Provided passage:

## BEGIN

Carlos Véliz

Personal information
- Full name: Carlos Véliz Wilburt
- Born: 12 August 1987 (age 38) Báguanos, Holguín, Cuba
- Height: 1.87 m (6 ft 2 in)
- Weight: 95 kg (209 lb)

Sport
- Country: Cuba
- Sport: Track and field
- Event: Shot put

Achievements and titles
- Personal best(s): 21.40 m 20.32 m (6 kg)

Medal record
Pan American Games
| Silver medal – second place | 2011 Guadalajara | Shot put |
Central American and Caribbean Championships
| Gold medal – first place | 2009 Havana | Shot put |

= Carlos Véliz (shot putter) =

Cuban shot putter

Carlos Véliz (born 12 August 1987 in Holguín) is a male shot putter from Cuba. His personal best throw is 21.40 metres, achieved on 12 June 2011 in Brazzaville. However the mark had to be declared irregular because of the use of a light implement.

## END

Pointing records:
## BEGIN

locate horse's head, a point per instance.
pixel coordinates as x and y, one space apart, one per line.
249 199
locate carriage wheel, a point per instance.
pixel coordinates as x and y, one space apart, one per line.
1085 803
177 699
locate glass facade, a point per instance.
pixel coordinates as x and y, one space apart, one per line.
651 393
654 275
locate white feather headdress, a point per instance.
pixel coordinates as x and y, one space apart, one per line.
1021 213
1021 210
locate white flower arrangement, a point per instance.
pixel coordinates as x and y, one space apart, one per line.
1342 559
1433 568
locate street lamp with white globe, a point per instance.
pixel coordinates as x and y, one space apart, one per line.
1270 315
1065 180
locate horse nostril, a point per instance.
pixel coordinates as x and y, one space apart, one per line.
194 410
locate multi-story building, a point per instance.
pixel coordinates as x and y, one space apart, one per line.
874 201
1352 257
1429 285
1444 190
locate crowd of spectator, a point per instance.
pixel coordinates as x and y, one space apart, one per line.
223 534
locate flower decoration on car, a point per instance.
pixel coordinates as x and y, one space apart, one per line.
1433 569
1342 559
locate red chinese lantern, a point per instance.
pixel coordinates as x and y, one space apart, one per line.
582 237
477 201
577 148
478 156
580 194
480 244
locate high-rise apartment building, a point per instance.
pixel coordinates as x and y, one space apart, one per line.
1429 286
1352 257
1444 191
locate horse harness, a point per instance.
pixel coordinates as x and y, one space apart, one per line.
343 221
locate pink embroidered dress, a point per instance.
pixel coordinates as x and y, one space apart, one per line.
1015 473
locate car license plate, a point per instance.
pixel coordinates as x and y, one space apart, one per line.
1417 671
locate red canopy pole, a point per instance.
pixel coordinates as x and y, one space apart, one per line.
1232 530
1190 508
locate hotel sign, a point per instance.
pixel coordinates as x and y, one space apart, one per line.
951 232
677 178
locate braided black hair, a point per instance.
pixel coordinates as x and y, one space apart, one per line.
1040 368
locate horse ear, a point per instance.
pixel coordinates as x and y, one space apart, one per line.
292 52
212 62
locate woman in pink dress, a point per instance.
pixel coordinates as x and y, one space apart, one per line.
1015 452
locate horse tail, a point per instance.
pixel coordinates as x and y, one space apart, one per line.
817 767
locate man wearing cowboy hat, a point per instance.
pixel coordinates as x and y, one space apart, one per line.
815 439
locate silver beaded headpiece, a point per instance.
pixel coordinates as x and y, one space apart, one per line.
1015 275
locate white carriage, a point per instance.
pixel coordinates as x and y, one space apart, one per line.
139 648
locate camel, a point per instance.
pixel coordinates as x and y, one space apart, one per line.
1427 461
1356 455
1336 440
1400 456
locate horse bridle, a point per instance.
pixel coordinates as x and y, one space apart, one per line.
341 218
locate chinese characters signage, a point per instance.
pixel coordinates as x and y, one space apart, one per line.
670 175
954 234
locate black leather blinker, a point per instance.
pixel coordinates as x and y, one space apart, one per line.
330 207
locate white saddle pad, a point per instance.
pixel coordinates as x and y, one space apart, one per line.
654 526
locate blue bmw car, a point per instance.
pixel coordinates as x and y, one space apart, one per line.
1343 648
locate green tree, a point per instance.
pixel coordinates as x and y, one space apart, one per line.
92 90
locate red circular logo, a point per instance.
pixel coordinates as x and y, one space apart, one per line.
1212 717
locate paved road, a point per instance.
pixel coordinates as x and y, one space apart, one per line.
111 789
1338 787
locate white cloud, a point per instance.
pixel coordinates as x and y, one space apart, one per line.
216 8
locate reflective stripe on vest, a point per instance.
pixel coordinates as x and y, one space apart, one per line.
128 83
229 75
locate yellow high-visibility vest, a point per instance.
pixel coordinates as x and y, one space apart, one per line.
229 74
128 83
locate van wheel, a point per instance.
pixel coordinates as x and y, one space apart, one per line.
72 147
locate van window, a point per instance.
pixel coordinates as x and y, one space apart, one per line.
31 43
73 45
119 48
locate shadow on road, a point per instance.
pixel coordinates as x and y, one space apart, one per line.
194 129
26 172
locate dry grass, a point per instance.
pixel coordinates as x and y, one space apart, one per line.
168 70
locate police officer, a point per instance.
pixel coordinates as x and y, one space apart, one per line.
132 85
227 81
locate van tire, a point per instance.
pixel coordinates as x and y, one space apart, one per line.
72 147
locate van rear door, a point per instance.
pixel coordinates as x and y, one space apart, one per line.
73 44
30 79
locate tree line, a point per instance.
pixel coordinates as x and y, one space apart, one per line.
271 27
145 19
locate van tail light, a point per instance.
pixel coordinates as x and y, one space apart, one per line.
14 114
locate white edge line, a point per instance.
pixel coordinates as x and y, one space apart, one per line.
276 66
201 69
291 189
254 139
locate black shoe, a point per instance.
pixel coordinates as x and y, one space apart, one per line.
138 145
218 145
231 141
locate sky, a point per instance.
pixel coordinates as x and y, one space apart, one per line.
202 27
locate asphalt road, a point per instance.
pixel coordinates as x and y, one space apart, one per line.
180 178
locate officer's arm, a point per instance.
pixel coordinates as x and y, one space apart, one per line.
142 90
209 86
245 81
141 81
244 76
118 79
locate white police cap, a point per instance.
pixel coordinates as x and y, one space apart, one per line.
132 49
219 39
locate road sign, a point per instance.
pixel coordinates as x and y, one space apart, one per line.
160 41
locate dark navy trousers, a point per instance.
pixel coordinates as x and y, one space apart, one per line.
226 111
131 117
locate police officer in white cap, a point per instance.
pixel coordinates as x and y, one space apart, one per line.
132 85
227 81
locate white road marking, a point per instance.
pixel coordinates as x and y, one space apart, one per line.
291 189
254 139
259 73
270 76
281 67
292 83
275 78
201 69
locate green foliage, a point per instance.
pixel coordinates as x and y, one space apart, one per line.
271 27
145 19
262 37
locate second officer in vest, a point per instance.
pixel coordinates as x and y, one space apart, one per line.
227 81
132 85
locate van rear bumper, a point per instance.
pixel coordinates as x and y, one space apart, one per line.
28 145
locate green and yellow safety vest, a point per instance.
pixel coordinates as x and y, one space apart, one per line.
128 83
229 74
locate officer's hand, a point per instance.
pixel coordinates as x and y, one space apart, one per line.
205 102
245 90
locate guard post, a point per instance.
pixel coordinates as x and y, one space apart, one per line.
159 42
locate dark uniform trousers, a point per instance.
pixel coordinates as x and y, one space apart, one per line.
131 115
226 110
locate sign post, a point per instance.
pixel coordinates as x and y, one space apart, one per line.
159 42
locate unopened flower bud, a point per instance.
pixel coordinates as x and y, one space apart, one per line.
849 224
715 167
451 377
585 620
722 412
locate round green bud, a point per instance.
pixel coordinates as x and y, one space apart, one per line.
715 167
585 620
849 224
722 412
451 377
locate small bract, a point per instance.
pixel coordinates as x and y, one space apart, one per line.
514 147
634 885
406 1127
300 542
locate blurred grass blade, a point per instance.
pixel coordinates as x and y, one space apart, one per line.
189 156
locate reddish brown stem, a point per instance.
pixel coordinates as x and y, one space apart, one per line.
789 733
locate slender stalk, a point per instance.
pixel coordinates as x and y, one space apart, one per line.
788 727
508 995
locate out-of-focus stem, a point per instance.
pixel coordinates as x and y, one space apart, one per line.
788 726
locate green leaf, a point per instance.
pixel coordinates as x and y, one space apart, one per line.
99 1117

## END

To do:
[A] Answer these questions using the Carlos Véliz profile:
(i) What is his height?
(ii) Which medal did he win at the 2011 Pan American Games in Guadalajara?
(iii) In which city did he win gold at the 2009 Central American and Caribbean Championships?
[B] For each statement, say whether it agrees with the Carlos Véliz profile, and quote the words that decide it.
(i) Véliz competes in the discus throw.
(ii) His 21.40-meter throw was achieved in Brazzaville.
(iii) He weighs 95 kg.
[C] Write out the part of the Carlos Véliz profile starting with "- Weight: 95" and going on through "20.32 m (6 kg)".

Answers in order:
[A]
(i) 1.87 m (6 ft 2 in)
(ii) Silver
(iii) Havana

[B]
(i) No: "Event: Shot put"
(ii) Yes: "achieved on 12 June 2011 in Brazzaville"
(iii) Yes: "Weight: 95 kg (209 lb)"

[C]
- Weight: 95 kg (209 lb)

Sport
- Country: Cuba
- Sport: Track and field
- Event: Shot put

Achievements and titles
- Personal best(s): 21.40 m 20.32 m (6 kg)